→ DESAFIOS
A. No texto sobre Mansoa, por quanto se vendiam três laranjas descascadas?
B. Retome o texto sobre Mansoa logo a seguir à última frase e continue a escrevê-lo.
**** EXCERTO DO TEXTO
04/02/11

Notícias de Bissau/Mansoa I

uma primeira palavra para pedir perdão pelo meu silêncio, felizmente sentido por vários amigos que me interpelam em diversos estados de preocupação e zanga :D

a verdade é sempre a mesma – muito trabalho!

mas também tenho a certeza que sabem que silêncio não é sinónimo de esquecimento! e não é mesmo!

o mês de janeiro voou... o que é obra na guiné!
neste momento estou em mansoa, meu local de base nestes quatro meses entre janeiro e abril, uma vez que estou a dar formação e a acompanhar os jornalistas da antena da rádio sol mansi, aqui em mansoa, onde a rádio nasceu, como rádio comunitária, há dez anos.

aqui é tudo muito mais calmo, sem os stresses de bissau. vive-se muito mais a interioridade que eu experimentei em canchungo. não é fácil estar sempre a começar relações em sítios diferentes, e isso custa-me um pouco. mal acabo de criar uma rede de relações (mais ou menos intensas) lá estou eu a mudar outra vez de local! e em mansoa tenho ainda outra agravante, não tenho equipa, estou mesmo sozinha – vivo sozinha e devo ser a única cooperante a trabalhar na cidade… o que me salva são os jornalistas da rádio, onde acabo por passar quase todo o dia!
um dia destes fui ao mercado comprar fruta e uma senhora na rua estava a vender laranjas descascadas (tem muita saída aqui pois basta pegar e chupar, assim já se mata a sede e engana-se a fome). eu queria uma para comer no momento mas queria também levar para casa. ela só vendia laranjas descascadas – três por 100 francos (15 cêntimos). pedi então à senhora que me vendesse laranjas ainda por descascar senão as outras iriam estragar-se. após alguma resistência, ela fez-me esse favor mas estava com dificuldade em fazer o preço pois como não descascaria duas, teria de me fazer preço mais barato… e nenhuma de nós tinha troco… claro que eu não me importei nada, afinal ela estava a fazer-me um favor, a estragar o negócio dela (que tira lucro em as descascar), claro que insisti para lhas comprar pelo preço das laranjas descascadas! mas a verdade é que a senhora não me queria deixar fazer isso… depois de muita insistência, eu lá lhe dei os 100 francos e peguei nas três laranjas (uma descascada e duas por descascar), agradecendo e querendo vir embora. ela abriu-me a saca e meteu mais uma por descascar… eu estava parva com a situação… andamos sempre preocupados que nos enganem por sermos brancos, sobretudo em bissau, e depois acontecem cenas destas que nos deixam totalmente sem palavras…
as maravilhas do interior!
********
**** MATERIAL RECOLHIDO
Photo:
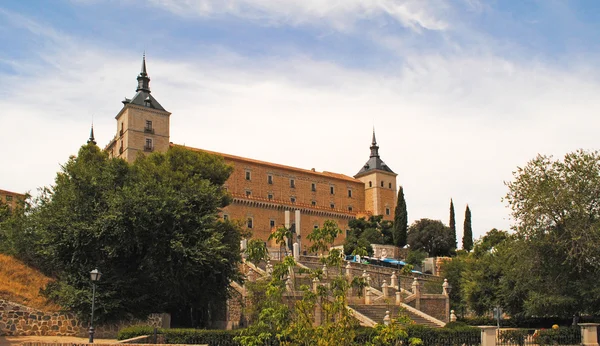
********
→ AS RESPOSTAS
A. Três laranjas descascadas custavam 100 francos (15 cêntimos).

B.
na guiné os dias 20 e 23 de janeiro são feriado – dia 20 por ser o dia da morte de amílcar cabral (é incrível como nenhum dos heróis das independências dos palop morreram de morte natural…), dia 23 por ser o dia dos combatentes. como aqui os feriados que calham ao domingo passam para segunda feira, tivemos um fim-de-semana grande. aproveitamos para ir dar uma volta ao sul do senegal, a uma zona de praias muito bonita, cap skirring.
alugamos uma 7 places e fomos com uns amigos. cinco horas de viagem… mas foi muito bom! interessante verificar como o senegal sabe aproveitar os recursos para o turismo, e a guiné, exactamente com a mesma costa, não tem nada preparado… a falta de oferta na guiné faz ainda com que os preços das coisas mais ou menos turísticas subam imenso enquanto no senegal tudo é muito mais barato devido à concorrência.

ficamos num hotel mesmo em cima da praia, num estilo meio “hippie”. o forte destas zonas são pessoas já com alguma idade, geralmente reformados, que vêm curtir o sol africano nos meses frios da europa! :D são esses e os cooperantes europeus na guiné que vão aproveitar aquilo que é difícil de fazer na guiné… turismo! tropeçamos nuns quantos conhecidos de bissau que também tinham tido a mesma ideia!
O areal enorme deu para uma caminhadas, o atlântico aqui é mais generoso na temperatura, o ar “tropical” tem a sua graça… até as vacas gostam de aproveitar o sol por aqui!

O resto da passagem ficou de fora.